───── Recorded information
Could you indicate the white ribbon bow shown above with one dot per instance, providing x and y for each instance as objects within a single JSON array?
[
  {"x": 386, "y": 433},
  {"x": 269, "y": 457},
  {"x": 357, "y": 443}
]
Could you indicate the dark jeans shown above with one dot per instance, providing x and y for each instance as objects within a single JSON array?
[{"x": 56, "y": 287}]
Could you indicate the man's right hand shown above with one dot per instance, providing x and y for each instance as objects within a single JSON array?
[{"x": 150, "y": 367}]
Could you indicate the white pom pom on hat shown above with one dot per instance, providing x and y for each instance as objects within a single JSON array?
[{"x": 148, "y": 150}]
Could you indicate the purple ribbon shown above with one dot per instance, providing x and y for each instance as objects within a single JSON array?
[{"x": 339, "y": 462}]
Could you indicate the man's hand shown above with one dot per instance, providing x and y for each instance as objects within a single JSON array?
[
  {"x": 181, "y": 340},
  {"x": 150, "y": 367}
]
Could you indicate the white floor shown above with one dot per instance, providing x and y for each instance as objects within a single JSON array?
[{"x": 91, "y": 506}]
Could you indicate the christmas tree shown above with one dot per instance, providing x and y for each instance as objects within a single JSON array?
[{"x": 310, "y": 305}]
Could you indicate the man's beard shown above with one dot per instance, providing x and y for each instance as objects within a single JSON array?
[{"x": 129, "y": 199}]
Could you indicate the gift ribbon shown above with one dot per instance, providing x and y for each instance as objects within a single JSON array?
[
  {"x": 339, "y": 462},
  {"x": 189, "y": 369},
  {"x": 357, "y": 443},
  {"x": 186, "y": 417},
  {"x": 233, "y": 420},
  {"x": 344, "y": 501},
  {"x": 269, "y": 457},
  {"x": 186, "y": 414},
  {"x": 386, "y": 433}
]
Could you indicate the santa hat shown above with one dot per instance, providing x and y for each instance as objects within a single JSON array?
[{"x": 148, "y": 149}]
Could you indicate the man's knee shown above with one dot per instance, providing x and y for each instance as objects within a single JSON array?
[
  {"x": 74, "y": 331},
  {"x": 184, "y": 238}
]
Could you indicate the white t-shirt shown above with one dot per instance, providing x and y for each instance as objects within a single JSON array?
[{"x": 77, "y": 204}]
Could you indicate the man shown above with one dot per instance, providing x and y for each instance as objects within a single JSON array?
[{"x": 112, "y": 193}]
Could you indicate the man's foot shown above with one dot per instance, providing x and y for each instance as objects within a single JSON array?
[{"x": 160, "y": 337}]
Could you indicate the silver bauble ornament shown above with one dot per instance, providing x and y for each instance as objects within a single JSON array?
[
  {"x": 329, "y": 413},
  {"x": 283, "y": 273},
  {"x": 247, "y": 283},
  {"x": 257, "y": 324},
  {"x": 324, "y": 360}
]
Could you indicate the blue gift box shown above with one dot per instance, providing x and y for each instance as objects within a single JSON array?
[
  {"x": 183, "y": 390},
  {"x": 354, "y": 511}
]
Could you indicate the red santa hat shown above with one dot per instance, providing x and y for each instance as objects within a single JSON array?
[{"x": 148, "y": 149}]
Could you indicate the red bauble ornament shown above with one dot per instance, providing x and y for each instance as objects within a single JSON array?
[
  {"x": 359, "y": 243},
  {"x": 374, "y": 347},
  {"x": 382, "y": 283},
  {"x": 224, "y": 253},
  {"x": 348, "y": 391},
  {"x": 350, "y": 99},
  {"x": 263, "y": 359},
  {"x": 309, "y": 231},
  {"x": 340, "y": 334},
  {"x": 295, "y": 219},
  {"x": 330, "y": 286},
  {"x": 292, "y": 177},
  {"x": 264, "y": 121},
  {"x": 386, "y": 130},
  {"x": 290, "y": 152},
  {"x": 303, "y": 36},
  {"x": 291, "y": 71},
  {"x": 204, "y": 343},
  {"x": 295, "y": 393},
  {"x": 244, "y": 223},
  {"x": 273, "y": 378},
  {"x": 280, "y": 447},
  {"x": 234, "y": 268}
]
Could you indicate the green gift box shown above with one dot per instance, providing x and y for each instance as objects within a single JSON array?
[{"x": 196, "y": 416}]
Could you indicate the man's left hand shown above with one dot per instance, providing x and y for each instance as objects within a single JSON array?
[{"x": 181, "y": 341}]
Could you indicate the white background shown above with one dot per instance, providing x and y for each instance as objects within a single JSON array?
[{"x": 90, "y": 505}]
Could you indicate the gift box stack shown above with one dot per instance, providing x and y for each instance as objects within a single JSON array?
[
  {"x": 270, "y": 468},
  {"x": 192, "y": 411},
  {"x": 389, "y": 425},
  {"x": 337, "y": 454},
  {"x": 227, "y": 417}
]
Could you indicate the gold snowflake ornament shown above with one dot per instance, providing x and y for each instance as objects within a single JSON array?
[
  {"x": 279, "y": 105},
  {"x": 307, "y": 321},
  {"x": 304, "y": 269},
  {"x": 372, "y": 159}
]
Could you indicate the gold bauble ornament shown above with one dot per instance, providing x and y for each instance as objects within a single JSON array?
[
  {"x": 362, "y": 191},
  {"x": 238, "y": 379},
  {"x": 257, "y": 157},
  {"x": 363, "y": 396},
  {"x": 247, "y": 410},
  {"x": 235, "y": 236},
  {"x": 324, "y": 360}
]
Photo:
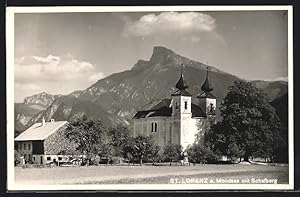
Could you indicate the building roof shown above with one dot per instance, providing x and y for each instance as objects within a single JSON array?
[
  {"x": 206, "y": 87},
  {"x": 163, "y": 109},
  {"x": 39, "y": 132},
  {"x": 206, "y": 95}
]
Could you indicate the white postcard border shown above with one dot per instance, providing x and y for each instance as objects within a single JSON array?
[{"x": 11, "y": 186}]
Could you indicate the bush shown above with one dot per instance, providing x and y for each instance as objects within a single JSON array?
[{"x": 201, "y": 154}]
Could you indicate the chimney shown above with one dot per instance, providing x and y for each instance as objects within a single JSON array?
[{"x": 43, "y": 121}]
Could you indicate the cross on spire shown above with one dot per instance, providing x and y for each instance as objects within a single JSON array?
[
  {"x": 206, "y": 87},
  {"x": 181, "y": 84}
]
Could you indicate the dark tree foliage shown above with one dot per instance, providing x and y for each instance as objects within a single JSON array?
[
  {"x": 172, "y": 152},
  {"x": 249, "y": 125},
  {"x": 119, "y": 138},
  {"x": 154, "y": 153},
  {"x": 90, "y": 136}
]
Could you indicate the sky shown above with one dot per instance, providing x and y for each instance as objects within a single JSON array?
[{"x": 59, "y": 53}]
──────────
■ **What is expected**
The answer should consist of all the records, duplicated exactly, with no images included.

■ **Task result**
Could you indicate the white ribbon bow shown above with one dot per instance, providing x and y for each instance as objects within a single JSON array?
[
  {"x": 386, "y": 433},
  {"x": 269, "y": 457},
  {"x": 357, "y": 443}
]
Could you indicate the dark jeans shown above with one dot per instance, providing x and y for each instance as objects within a single JSON array?
[{"x": 56, "y": 287}]
Could you indicate the man's right hand shown above with one dot per instance, providing x and y for each instance as objects within a single JSON array?
[{"x": 150, "y": 367}]
Could you indicate the white pom pom on hat shown above with one dot per instance, providing x and y for each instance as objects within a single JSON array?
[{"x": 148, "y": 150}]
Could you indicate the purple ribbon shown above with one dot per instance, providing x and y for each instance as objects within a single JSON array?
[{"x": 339, "y": 462}]
Could you indicate the man's hand shown above with one dot per instance, providing x and y for each instance as objects within a single JSON array?
[
  {"x": 181, "y": 340},
  {"x": 150, "y": 367}
]
Could you indicate the white floor shown above with one dot per instance, providing x and y for each instance as objects within a single JSON array?
[{"x": 91, "y": 506}]
Could you indicate the christmas tree shown above with one dot per instance, providing x and y for each instance as objects within a single JSON array?
[{"x": 310, "y": 305}]
Could you indicate the man's beard shown above with one dot per instance, providing x and y for each instance as objects within a single JSON array?
[{"x": 129, "y": 199}]
Could you indicate the gift ribbon shown above with one dot per instance, providing x and y for each instance as objects within a single JSON array?
[
  {"x": 339, "y": 462},
  {"x": 189, "y": 369},
  {"x": 357, "y": 443},
  {"x": 186, "y": 417},
  {"x": 233, "y": 420},
  {"x": 344, "y": 501},
  {"x": 269, "y": 457},
  {"x": 186, "y": 414},
  {"x": 386, "y": 433}
]
Could you indicate the santa hat shown above with one dot per instance, providing x and y for each instance as objects within a single JSON array?
[{"x": 148, "y": 149}]
Could you indicate the man's knee shown above with one dot per instance, providing x and y for each instance as objects within a single JSON array?
[
  {"x": 74, "y": 331},
  {"x": 184, "y": 238}
]
Could you indicate the white t-shirt shown above with one dot per instance, providing x and y for each instance as objects within a single JSON array?
[{"x": 77, "y": 204}]
Could you indicate the man shown above with one dot per instance, providing x and y for each instance as objects within a single JSON array?
[{"x": 112, "y": 193}]
Could you indicate the man's foot shown above with one dot per instance, providing x and y for each instance as objects within a single JSON array?
[{"x": 160, "y": 337}]
Could you indicate the silver bauble ornament shown above with one dot per instance, providing x and y for each instance as objects within a single JSON array?
[
  {"x": 329, "y": 413},
  {"x": 283, "y": 273},
  {"x": 247, "y": 283},
  {"x": 257, "y": 324},
  {"x": 324, "y": 360}
]
Could you indicate the blue gift box shown above with one dot per instance, providing x and y for each instance as objects within a single JSON array?
[
  {"x": 183, "y": 390},
  {"x": 354, "y": 511}
]
Could you indicate the red santa hat shown above with one dot per instance, providing x and y for each instance as objects within a single JSON array?
[{"x": 148, "y": 149}]
Could you indicate the red bauble ornament shown above with one dot per instance, providing x and y for each instance as objects within a single JSON array?
[
  {"x": 359, "y": 243},
  {"x": 374, "y": 347},
  {"x": 382, "y": 283},
  {"x": 224, "y": 253},
  {"x": 348, "y": 391},
  {"x": 350, "y": 99},
  {"x": 263, "y": 359},
  {"x": 309, "y": 231},
  {"x": 340, "y": 334},
  {"x": 295, "y": 219},
  {"x": 330, "y": 286},
  {"x": 292, "y": 177},
  {"x": 264, "y": 121},
  {"x": 386, "y": 130},
  {"x": 290, "y": 152},
  {"x": 303, "y": 36},
  {"x": 291, "y": 71},
  {"x": 204, "y": 343},
  {"x": 295, "y": 393},
  {"x": 244, "y": 223},
  {"x": 273, "y": 378},
  {"x": 280, "y": 447},
  {"x": 234, "y": 268}
]
Could you indicate the green gift box shown above with one dot per instance, providing x and y for each instance as objects within a single JSON array?
[{"x": 196, "y": 416}]
Could you indicate the man's left hand shown above with one dot per instance, providing x and y for each instance as objects within a single JSON array?
[{"x": 181, "y": 341}]
Could you indicate the white background shown above with one dot per instance, providing x and y for each instance as objects within a single JSON array?
[{"x": 90, "y": 505}]
Could you indicate the gift box stack shown above with one dot per instance, providing x and y for each instance as objects within a single JSON array?
[
  {"x": 270, "y": 468},
  {"x": 192, "y": 411},
  {"x": 389, "y": 425},
  {"x": 337, "y": 454},
  {"x": 227, "y": 417}
]
Could you indicate the gold snowflake ornament shown above with one dot per instance, providing x and y for each instance as objects within a single JSON array?
[
  {"x": 279, "y": 105},
  {"x": 307, "y": 321},
  {"x": 304, "y": 269},
  {"x": 372, "y": 159}
]
Could you indicate the gold bauble ornament shown above with one dot per instance, providing x and y for each instance as objects within a single JSON array?
[
  {"x": 362, "y": 191},
  {"x": 238, "y": 379},
  {"x": 257, "y": 157},
  {"x": 363, "y": 396},
  {"x": 247, "y": 410},
  {"x": 235, "y": 236},
  {"x": 324, "y": 360}
]
Photo:
Could you indicate the building roof shown above with one dot per instance, providing x and y for each instance as objects within a single JSON array?
[
  {"x": 206, "y": 87},
  {"x": 163, "y": 109},
  {"x": 39, "y": 132},
  {"x": 206, "y": 95}
]
Could you indicate the white postcard border shown above with one dot per instance, providing x and y for each instance as objects within a single JSON array?
[{"x": 11, "y": 186}]
Could you indicate the bush shown above with one dot per instance, providing x and y for each instance as objects within a single JSON array?
[{"x": 201, "y": 154}]
Could you indicate the chimney shown above with one dot per instance, providing x and y for each instance as objects within a single JSON array?
[{"x": 43, "y": 121}]
Could you indicate the cross on spire shown above with one dot per instance, providing x and y for each instance as objects within a single JSON array?
[
  {"x": 206, "y": 87},
  {"x": 181, "y": 84}
]
Could you indicate the dark tree foliage shown above with one dot per instance, providing x and y for each instance as objects within a single JSON array?
[
  {"x": 172, "y": 152},
  {"x": 249, "y": 125},
  {"x": 119, "y": 138},
  {"x": 154, "y": 153},
  {"x": 90, "y": 136}
]
Could you indicate the sky shown above with one dot per instance, providing x and y for each instance as objects within a single JSON array?
[{"x": 59, "y": 53}]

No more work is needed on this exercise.